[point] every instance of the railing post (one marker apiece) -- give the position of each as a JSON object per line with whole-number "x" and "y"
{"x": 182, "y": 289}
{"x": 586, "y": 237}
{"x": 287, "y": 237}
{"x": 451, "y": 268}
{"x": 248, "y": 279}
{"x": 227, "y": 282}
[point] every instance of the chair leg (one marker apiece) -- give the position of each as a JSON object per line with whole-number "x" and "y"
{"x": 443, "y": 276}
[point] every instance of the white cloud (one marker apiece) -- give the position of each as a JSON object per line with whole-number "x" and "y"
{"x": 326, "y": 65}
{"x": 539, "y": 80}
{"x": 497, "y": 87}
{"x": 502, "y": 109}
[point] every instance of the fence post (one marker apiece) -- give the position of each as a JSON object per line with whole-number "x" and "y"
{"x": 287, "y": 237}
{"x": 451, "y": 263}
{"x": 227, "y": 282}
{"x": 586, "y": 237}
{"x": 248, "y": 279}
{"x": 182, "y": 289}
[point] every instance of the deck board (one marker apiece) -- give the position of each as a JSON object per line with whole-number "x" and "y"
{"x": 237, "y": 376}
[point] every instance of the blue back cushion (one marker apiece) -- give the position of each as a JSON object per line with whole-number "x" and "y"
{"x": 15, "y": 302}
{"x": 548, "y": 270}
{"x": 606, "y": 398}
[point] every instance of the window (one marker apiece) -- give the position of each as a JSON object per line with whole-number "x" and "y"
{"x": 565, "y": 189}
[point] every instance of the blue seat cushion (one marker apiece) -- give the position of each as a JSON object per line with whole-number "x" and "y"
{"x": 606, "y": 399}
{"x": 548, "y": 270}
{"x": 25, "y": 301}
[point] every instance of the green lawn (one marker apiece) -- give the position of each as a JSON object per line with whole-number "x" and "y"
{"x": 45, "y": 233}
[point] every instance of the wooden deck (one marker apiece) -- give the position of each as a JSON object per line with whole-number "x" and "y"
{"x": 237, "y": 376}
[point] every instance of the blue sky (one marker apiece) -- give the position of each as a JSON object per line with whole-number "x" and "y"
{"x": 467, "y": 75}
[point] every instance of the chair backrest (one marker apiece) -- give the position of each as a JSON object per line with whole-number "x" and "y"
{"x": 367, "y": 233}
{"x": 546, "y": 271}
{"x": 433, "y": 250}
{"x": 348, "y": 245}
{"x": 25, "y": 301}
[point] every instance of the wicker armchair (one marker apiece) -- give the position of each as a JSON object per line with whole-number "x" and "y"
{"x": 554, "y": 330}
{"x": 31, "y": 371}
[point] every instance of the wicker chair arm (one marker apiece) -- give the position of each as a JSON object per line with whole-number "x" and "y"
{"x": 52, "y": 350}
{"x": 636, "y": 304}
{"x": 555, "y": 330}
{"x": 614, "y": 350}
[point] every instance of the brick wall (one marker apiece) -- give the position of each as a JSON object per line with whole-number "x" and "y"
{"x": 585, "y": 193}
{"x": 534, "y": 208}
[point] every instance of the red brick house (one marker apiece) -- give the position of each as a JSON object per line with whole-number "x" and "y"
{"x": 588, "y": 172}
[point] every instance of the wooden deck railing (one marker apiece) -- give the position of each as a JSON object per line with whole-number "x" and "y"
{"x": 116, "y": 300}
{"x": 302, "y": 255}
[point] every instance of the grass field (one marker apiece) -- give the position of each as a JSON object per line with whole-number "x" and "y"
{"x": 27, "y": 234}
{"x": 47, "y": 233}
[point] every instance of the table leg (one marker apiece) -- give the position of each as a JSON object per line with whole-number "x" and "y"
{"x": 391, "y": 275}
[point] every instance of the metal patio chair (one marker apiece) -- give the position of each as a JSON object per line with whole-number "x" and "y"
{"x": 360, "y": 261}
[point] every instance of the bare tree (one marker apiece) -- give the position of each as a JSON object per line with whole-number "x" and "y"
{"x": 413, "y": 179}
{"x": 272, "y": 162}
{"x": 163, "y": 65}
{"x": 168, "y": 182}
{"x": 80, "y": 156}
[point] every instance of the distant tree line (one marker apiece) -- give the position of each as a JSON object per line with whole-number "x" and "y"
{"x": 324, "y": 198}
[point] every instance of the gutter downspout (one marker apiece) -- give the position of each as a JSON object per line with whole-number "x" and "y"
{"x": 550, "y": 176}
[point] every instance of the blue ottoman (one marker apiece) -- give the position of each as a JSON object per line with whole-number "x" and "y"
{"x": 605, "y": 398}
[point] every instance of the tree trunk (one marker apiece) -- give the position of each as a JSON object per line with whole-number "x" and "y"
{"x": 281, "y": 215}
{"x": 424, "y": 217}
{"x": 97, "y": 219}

---------------

- [Short task]: Rewrite all the entries with "one marker apiece" switched to "one marker each" and everything else left unchanged.

- [Finished answer]:
[point] every instance of the railing post (one marker each) -- give the position of each as a JSON object per line with whole-number "x" and "y"
{"x": 182, "y": 289}
{"x": 586, "y": 237}
{"x": 287, "y": 237}
{"x": 451, "y": 268}
{"x": 248, "y": 279}
{"x": 227, "y": 282}
[point] every instance of the chair leg (one marker each) -- give the position of each as a JSON object per line with whole-number "x" and "y"
{"x": 443, "y": 276}
[point] every instance of the white cloud (one marker each) -- give the position of each as a JSON object per line with whole-number "x" and "y"
{"x": 326, "y": 65}
{"x": 539, "y": 80}
{"x": 497, "y": 87}
{"x": 502, "y": 109}
[point] every instance of the fence post (one marker each) -- give the position of each as a JSON object per line with whole-number "x" and "y"
{"x": 287, "y": 237}
{"x": 451, "y": 263}
{"x": 227, "y": 282}
{"x": 586, "y": 237}
{"x": 248, "y": 279}
{"x": 182, "y": 289}
[point] every instance of the deck board (one marker each) -- give the position of each as a JSON object per line with whole-number "x" and "y"
{"x": 237, "y": 376}
[point] every instance of the blue back cushion (one marker each) -- give the position of each as a JSON object per line with whole-number "x" and "y"
{"x": 15, "y": 302}
{"x": 548, "y": 270}
{"x": 606, "y": 398}
[point] every instance of the window (one marker each) -- give the position of each as a JSON object per line with whole-number "x" and "y"
{"x": 565, "y": 189}
[point] every instance of the blue seat cushion (one marker each) -- give the position of each as a JSON object per line with whole-number "x" and "y"
{"x": 606, "y": 399}
{"x": 548, "y": 270}
{"x": 25, "y": 301}
[point] every instance of the green lawn (one marker each) -- give the position of each as a JSON object per line with whole-number "x" and "y"
{"x": 45, "y": 233}
[point] every instance of the wooden deck (one marker each) -- give the position of each as a JSON object per line with whole-number "x" and "y"
{"x": 237, "y": 376}
[point] every instance of the blue sky (one marker each) -- give the position of each as a JSON object per line with whole-number "x" and "y"
{"x": 467, "y": 75}
[point] every instance of the chair backrest (one marker each) -- give the position of each as a JSON object per line with whole-number "x" and "y"
{"x": 367, "y": 233}
{"x": 546, "y": 271}
{"x": 433, "y": 250}
{"x": 348, "y": 245}
{"x": 25, "y": 301}
[point] every instance of the wicker armchair (one marker each) -- give the position of each as a JSON object per line with whole-number "x" and "y"
{"x": 554, "y": 330}
{"x": 31, "y": 371}
[point] every instance of the wicker chair arm (one marker each) -- give the position of each as a JSON object per line with whole-number "x" and "y"
{"x": 52, "y": 350}
{"x": 636, "y": 304}
{"x": 555, "y": 330}
{"x": 614, "y": 350}
[point] every instance of the brick wall (one marker each) -- give the position of each as a JSON object per line with whole-number "x" and "y"
{"x": 585, "y": 193}
{"x": 534, "y": 208}
[point] every instance of the red brick house (one marker each) -- give the position of each as a JSON object per line with whole-number "x" and "y"
{"x": 588, "y": 172}
[point] every instance of the wooden deck railing (one marker each) -- give the position of each as a JSON object per line with whole-number "x" and "y"
{"x": 116, "y": 300}
{"x": 302, "y": 255}
[point] every instance of the grass field (one marker each) -- give the position of each as a JSON object per line with whole-number "x" and "y"
{"x": 27, "y": 234}
{"x": 47, "y": 233}
[point] every instance of the table leg (one marker each) -- give the position of each as a JSON object per line with whole-number "x" and "y"
{"x": 391, "y": 275}
[point] every instance of the metal patio chair (one marker each) -- give the position of each as a JSON object per line with whole-number "x" and "y"
{"x": 360, "y": 261}
[point] every instance of the bare tree (one marker each) -- give the position of each as a JSON object per line with whole-number "x" and "y"
{"x": 413, "y": 179}
{"x": 272, "y": 162}
{"x": 163, "y": 65}
{"x": 168, "y": 182}
{"x": 80, "y": 156}
[point] every instance of the distant tree line (one marker each) -- give the position of each as a JSON object per line with whole-number "x" and "y"
{"x": 324, "y": 198}
[point] every instance of the gutter downspout (one marker each) -- give the position of each as a JSON object per line with whole-number "x" and "y"
{"x": 550, "y": 176}
[point] every instance of the blue ottoman (one marker each) -- give the position of each as a JSON object per line with whole-number "x" and "y"
{"x": 605, "y": 398}
[point] every instance of the tree trunk (one marker each) -- give the position of each as a JSON object per line with whole-number "x" and "y"
{"x": 281, "y": 215}
{"x": 424, "y": 217}
{"x": 97, "y": 219}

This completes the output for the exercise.